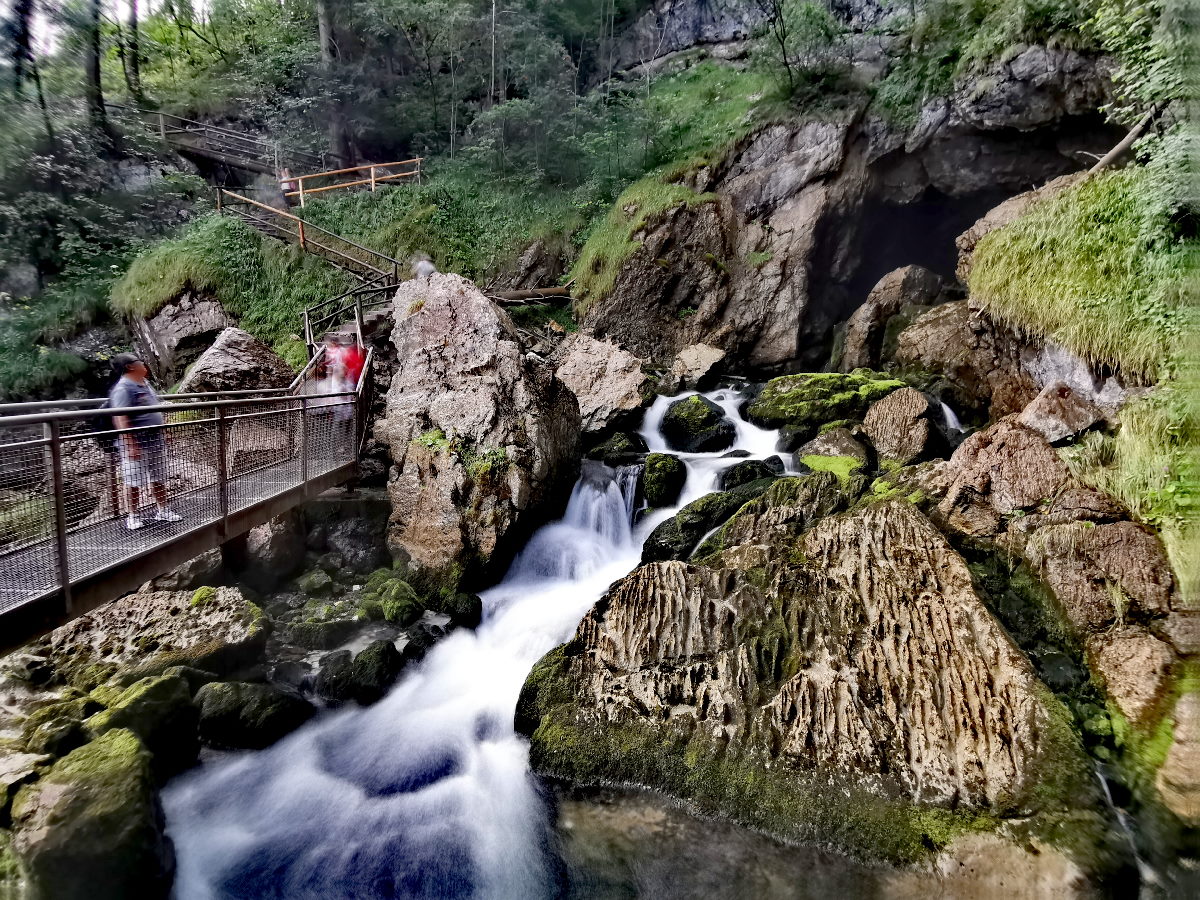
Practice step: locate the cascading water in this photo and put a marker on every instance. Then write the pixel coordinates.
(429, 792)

◇ ◇ ◇ ◇ ◇

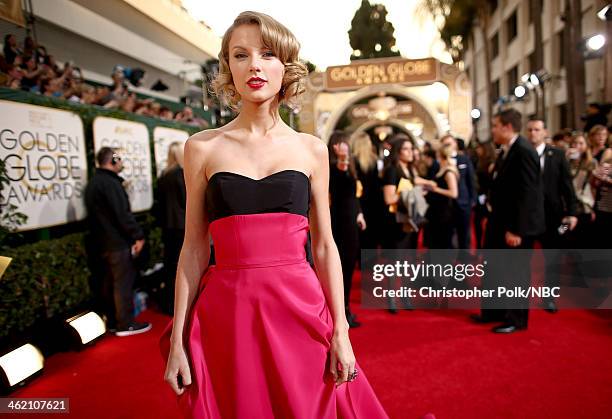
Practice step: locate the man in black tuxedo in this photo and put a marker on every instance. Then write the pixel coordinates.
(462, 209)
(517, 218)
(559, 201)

◇ ◇ ◇ ◇ ◇

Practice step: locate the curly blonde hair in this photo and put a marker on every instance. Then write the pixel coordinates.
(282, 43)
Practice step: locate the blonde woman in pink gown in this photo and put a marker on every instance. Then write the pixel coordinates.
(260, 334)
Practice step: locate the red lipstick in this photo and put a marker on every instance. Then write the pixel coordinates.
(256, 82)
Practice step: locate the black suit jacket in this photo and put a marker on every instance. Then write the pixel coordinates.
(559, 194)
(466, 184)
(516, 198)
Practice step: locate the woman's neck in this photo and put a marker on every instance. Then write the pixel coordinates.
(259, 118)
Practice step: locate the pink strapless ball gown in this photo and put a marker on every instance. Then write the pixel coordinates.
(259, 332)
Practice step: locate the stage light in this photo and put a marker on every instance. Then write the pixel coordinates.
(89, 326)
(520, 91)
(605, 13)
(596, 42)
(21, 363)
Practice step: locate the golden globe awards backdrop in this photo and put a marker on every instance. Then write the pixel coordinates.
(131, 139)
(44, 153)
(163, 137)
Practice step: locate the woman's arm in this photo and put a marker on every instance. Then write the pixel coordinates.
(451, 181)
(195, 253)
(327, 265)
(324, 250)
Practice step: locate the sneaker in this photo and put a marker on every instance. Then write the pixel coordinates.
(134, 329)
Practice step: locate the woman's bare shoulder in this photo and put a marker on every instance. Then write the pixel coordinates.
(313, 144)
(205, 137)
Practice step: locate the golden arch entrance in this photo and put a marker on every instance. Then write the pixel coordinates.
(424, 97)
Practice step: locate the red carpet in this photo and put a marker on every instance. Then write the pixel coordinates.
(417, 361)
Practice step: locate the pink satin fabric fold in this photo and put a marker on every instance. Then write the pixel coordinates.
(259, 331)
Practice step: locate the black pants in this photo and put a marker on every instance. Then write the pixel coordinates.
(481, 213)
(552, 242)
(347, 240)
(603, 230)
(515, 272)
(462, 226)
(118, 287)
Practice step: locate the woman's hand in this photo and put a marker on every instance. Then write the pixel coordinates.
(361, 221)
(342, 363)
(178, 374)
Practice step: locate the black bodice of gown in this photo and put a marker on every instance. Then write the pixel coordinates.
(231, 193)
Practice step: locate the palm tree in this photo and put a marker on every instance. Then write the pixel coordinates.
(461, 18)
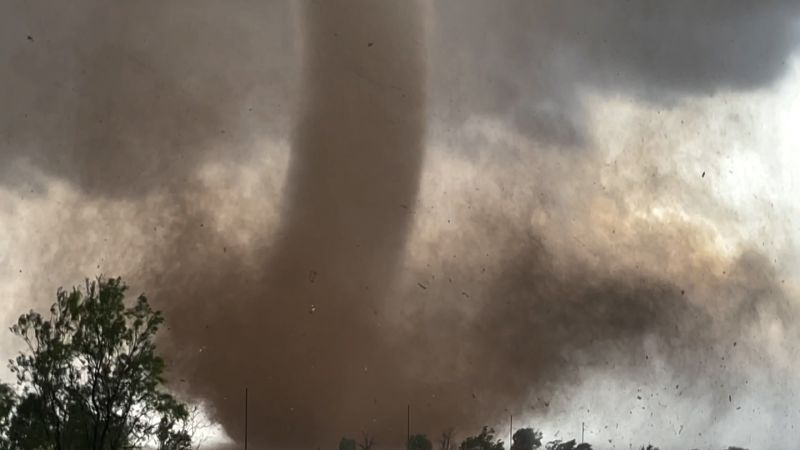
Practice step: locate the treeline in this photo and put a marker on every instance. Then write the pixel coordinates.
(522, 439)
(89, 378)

◇ ◇ ◇ ◇ ◇

Gather every line from the items above that contains the string "golden". Case counts.

Reply ::
Practice step: locate the golden globe awards backdrop in this photo and put a marker on every instance. Then write the pixel coordinates.
Practice step: locate the golden arch entrance in this photo and put a marker on every instance. Then write the pixel coordinates.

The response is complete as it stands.